======== PAGE

Agonies in their gardens
April 11, 2006 | 12:00am
As we noted in some detail in our last column, the Supreme Court majority in the case of Santiago vs. Comelec was trimmed from eight in the original decision to six in the resolution of a motion for reconsideration. A member of that majority joined the five dissenters in the MR. The Justices who inhibited themselves from the case rose from one to two. One Justice maintained in both the main decision and the resolution of the MR that the case was not ripe for judicial determination.
Now that Sigaw ng Bayan and the Union of Local Authorities of the Philippines are poised to file a formal petition before the Commission on Elections proposing a shift to a unicameral parliamentary system, the stage could be set for that long awaited review of Santiago by the Supreme Court.
Weve been highlighting some of the analyses proffered by both the majority and the dissenters in both the original decision of Santiago and the motion for reconsideration which, as weve noted, was denied "with finality." But while the majority decision is the law in our jurisprudence, newly-appointed Supreme Court Justice Presbiterio Velasco stated the obvious when he said that decisions of the Court are always subject to review.
In general, judicial precedents are followed when the same legal point comes up again in subsequent litigation. But the rule of stare decisis is not cast in stone. This is especially true when the Supreme Court is sharply divided on a particular ruling, as it clearly was in Santiago vs. Comelec.

================
======== COLLECTED MATERIAL

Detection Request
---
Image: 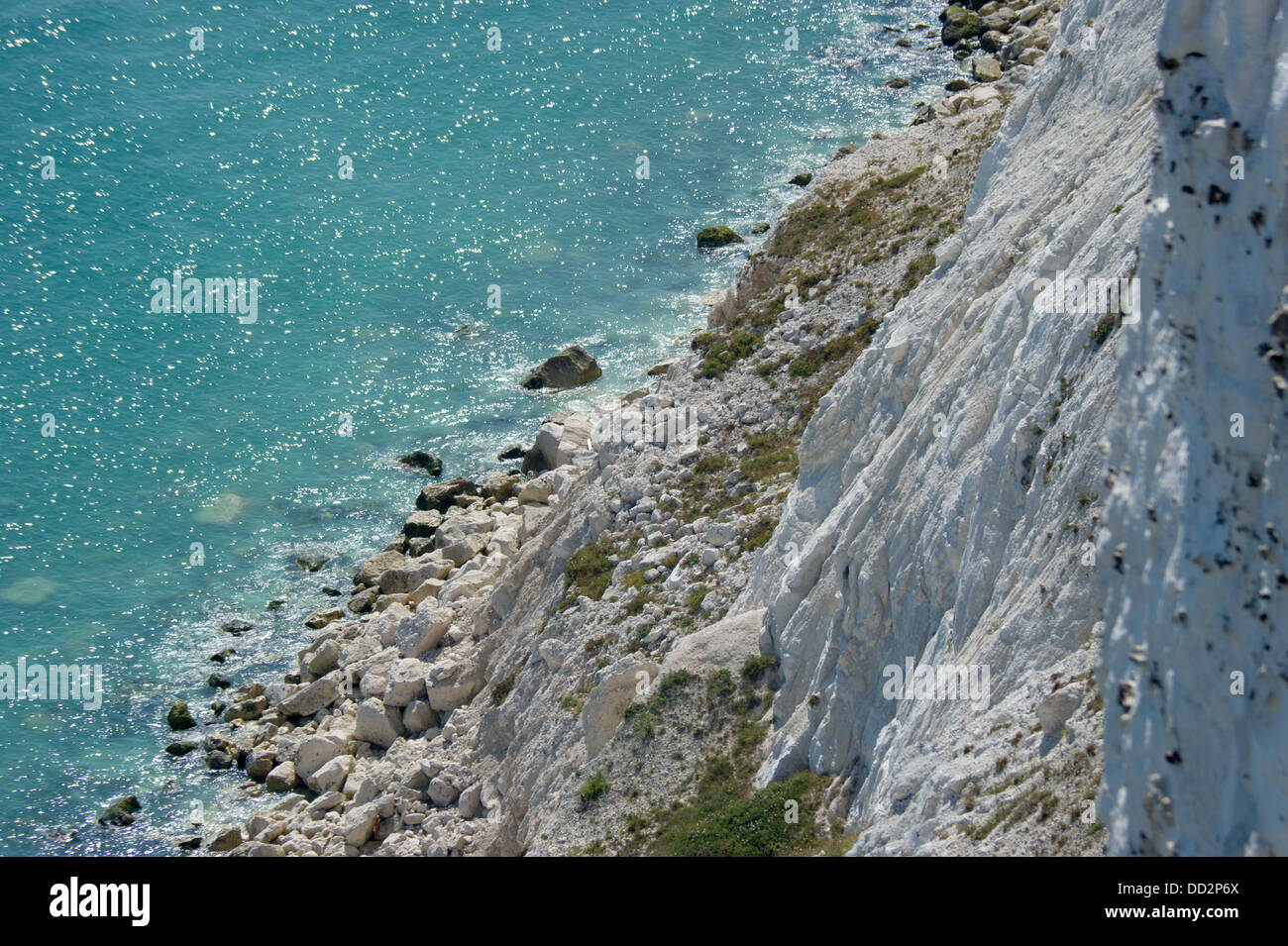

================

§ **SET EXERCISE**: In the column about Santiago vs. Comelec, how large was the Supreme Court majority in the original decision, and how large was it in the resolution of the motion for reconsideration?

§ **THE RESULT**: The majority was eight in the original decision and six in the resolution of the motion for reconsideration.